[Data listing]
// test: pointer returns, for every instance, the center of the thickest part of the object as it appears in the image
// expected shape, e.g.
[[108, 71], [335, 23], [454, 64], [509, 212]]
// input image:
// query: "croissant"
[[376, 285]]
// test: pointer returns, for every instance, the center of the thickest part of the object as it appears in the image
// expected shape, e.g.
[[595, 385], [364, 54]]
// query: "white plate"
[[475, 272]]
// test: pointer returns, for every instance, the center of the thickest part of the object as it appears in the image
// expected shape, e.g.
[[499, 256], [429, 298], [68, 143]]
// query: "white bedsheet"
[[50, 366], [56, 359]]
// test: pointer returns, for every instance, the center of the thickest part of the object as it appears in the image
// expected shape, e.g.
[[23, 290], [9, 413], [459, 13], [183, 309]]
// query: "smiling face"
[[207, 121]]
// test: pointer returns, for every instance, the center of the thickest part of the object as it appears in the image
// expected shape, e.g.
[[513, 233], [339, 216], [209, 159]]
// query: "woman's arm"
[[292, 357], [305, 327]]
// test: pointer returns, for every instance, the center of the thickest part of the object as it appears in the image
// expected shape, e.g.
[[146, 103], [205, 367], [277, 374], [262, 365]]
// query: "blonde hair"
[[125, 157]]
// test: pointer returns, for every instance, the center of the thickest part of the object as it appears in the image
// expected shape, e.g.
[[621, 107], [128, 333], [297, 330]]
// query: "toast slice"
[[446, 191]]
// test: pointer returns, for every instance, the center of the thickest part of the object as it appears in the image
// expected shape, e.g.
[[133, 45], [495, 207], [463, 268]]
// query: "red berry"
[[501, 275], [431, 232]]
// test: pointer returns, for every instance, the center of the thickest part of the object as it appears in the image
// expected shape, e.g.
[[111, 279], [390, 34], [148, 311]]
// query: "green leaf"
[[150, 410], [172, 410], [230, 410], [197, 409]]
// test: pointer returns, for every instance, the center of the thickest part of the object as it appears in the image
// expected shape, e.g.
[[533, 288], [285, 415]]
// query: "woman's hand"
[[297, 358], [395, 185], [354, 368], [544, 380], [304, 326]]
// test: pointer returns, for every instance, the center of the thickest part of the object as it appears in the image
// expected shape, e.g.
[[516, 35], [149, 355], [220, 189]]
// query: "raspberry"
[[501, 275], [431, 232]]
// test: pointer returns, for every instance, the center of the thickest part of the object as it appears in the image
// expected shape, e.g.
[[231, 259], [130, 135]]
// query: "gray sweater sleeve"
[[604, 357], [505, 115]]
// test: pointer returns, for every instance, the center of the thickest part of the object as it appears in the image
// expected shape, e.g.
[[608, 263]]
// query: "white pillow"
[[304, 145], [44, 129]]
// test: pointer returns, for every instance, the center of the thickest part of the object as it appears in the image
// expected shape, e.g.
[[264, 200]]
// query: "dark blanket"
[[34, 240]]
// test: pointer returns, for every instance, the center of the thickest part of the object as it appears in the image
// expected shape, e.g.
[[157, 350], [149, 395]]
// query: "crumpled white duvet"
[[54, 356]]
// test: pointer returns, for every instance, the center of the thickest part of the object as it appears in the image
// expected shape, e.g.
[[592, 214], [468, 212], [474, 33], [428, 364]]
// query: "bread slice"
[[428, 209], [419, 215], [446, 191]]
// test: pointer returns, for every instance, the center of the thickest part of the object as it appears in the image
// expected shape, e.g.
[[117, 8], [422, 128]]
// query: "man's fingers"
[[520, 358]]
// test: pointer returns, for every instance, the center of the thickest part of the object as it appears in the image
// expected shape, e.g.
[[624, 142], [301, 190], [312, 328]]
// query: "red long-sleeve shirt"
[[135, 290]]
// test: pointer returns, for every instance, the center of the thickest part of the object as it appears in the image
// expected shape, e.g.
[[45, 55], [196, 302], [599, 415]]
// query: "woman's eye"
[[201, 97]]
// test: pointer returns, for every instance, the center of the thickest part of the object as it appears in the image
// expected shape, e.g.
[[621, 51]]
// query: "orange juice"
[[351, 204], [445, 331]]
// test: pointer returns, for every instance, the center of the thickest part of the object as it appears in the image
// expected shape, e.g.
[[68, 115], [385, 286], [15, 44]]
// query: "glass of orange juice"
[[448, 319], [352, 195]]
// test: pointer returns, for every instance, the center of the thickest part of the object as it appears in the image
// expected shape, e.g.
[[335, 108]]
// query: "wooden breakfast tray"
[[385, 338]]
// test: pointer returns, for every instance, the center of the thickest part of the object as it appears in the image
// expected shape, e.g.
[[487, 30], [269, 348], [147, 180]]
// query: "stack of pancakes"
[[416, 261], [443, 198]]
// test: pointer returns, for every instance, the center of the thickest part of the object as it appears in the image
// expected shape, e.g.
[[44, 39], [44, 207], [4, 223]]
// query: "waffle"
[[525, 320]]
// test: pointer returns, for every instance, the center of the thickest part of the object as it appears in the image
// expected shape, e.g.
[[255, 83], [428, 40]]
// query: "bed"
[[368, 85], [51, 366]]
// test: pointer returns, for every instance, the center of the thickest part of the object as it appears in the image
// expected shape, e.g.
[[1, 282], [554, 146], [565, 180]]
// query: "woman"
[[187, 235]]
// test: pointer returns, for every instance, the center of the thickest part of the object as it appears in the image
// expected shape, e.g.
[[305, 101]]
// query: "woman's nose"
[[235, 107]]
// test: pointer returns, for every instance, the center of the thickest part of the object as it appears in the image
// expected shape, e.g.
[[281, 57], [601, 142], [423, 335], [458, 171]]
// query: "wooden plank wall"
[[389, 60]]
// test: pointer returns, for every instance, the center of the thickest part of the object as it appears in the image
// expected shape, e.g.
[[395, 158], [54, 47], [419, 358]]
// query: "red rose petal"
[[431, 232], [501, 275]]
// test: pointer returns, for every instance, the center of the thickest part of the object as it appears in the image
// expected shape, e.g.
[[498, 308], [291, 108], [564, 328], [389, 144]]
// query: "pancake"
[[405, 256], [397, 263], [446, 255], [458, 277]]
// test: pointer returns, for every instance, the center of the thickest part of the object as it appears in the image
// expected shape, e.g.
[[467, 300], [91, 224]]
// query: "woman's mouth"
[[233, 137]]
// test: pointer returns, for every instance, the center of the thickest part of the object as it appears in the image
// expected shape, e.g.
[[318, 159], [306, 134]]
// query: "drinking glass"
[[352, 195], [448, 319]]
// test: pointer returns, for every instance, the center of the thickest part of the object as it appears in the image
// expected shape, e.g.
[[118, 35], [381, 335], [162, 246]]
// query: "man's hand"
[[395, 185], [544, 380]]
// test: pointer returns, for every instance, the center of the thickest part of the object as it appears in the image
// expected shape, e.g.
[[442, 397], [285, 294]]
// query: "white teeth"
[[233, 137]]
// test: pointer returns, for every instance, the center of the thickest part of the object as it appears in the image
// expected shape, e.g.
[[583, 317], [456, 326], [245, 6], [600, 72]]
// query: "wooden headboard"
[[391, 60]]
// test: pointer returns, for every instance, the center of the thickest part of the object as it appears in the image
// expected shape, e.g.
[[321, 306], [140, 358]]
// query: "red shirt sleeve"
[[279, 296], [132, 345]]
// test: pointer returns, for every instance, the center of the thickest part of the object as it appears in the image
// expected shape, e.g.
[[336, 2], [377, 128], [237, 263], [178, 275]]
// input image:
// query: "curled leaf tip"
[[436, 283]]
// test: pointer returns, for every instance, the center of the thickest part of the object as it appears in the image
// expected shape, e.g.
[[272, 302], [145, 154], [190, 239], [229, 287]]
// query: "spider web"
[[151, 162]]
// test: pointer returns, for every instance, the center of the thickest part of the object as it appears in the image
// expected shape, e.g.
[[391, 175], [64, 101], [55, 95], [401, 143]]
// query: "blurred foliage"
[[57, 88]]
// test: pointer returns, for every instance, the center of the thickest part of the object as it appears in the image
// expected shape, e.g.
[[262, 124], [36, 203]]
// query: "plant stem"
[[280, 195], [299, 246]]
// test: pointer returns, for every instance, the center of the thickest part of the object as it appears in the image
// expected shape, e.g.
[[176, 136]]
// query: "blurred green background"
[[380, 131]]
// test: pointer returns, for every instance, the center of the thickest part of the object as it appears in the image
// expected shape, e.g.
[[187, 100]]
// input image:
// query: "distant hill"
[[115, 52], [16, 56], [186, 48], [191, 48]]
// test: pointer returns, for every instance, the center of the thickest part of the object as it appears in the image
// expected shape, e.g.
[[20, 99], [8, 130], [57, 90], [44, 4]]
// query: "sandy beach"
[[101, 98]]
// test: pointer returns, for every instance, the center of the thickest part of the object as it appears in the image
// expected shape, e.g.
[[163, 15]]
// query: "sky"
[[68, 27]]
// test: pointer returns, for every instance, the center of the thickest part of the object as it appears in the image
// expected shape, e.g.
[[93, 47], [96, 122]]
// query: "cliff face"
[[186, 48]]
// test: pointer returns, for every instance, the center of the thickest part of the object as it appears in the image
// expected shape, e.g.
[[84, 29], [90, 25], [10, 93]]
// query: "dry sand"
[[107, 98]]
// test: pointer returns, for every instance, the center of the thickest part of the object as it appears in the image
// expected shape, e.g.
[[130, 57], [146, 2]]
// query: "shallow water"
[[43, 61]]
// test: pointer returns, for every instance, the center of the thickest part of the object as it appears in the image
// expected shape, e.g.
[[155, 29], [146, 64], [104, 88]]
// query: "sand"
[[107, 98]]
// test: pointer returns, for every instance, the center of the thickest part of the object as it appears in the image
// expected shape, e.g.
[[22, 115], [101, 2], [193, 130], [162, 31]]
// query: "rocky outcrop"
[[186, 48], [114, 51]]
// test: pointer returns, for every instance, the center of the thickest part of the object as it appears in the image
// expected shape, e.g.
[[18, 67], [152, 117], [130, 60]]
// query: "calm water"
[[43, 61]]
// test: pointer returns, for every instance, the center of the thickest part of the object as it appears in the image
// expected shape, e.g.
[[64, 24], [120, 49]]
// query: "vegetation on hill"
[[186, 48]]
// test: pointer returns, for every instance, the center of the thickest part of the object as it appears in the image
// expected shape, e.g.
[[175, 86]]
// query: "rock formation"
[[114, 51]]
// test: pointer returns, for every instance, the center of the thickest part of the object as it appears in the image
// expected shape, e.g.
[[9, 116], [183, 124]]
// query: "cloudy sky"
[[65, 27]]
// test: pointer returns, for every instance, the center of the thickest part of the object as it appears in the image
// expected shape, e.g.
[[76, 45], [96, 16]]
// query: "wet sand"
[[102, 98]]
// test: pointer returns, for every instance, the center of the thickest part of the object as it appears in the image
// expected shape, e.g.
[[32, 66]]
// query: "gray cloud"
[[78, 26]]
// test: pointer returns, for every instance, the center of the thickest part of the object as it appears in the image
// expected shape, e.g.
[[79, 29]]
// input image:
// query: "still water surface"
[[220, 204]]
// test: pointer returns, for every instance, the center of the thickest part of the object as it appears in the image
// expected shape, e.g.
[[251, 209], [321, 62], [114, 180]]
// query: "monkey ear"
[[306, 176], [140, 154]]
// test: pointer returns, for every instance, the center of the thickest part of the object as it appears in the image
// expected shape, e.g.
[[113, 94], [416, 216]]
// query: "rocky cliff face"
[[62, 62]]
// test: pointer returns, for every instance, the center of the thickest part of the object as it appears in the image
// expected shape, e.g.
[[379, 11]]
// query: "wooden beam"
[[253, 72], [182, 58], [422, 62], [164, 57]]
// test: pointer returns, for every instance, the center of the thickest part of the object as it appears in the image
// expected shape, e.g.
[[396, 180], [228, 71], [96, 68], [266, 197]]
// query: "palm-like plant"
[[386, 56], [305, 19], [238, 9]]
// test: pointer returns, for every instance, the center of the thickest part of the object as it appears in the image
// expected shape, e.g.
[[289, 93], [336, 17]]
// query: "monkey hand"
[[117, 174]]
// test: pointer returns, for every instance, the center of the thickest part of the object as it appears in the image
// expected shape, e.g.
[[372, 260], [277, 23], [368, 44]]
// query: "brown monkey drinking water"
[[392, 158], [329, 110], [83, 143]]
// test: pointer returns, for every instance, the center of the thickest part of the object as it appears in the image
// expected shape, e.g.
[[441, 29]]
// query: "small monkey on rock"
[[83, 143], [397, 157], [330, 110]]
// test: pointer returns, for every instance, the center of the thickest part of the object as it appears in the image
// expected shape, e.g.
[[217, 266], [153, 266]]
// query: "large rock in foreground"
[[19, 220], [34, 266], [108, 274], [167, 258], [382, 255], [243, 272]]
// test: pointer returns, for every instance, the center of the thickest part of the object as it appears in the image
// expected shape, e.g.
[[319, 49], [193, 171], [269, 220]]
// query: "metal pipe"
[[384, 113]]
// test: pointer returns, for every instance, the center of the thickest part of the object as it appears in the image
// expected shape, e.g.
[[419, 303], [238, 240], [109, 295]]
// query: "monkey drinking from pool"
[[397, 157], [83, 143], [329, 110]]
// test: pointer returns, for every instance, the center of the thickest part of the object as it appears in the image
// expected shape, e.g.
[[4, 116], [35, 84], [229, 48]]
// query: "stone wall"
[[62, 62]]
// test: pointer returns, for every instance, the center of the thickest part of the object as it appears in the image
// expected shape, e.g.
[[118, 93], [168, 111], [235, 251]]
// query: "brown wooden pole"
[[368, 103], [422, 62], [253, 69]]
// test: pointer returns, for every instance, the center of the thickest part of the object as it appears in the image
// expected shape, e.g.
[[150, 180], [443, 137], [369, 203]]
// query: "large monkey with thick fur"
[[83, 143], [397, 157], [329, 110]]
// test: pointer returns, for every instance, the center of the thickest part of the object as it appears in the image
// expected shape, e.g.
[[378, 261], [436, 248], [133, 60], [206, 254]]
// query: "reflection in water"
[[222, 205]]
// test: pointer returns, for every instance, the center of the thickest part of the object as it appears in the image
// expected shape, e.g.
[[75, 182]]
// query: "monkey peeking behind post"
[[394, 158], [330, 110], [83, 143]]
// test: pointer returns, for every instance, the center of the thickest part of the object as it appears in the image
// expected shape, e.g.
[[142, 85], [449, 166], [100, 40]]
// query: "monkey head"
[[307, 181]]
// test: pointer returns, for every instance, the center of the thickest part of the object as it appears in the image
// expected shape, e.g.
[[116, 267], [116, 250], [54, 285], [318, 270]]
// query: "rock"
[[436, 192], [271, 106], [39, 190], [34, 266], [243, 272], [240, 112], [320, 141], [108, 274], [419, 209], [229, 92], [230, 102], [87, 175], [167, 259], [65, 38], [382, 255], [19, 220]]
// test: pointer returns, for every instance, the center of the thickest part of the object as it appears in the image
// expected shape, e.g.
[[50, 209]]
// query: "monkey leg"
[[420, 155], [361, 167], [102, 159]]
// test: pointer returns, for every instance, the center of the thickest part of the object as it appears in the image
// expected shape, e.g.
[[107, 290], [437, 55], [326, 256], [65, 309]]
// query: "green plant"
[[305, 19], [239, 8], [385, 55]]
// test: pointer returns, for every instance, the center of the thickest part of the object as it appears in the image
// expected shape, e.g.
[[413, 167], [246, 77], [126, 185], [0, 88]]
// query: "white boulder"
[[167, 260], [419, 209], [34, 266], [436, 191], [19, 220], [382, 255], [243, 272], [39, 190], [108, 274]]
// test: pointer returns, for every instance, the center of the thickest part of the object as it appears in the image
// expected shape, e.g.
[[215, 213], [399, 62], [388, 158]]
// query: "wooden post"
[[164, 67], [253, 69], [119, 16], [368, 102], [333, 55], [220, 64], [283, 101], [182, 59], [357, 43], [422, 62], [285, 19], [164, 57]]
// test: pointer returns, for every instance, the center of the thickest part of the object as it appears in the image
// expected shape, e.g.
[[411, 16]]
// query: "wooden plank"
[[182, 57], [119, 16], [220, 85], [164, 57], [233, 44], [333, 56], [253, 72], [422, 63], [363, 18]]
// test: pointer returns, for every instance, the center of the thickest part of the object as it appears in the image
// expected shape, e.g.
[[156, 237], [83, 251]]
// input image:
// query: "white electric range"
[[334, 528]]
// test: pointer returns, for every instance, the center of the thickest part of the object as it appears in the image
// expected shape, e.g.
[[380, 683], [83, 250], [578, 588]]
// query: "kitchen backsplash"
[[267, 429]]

**Your objective:**
Count the lines in the rows above that contain the string "cliff", and give only the number.

**Expected output:**
2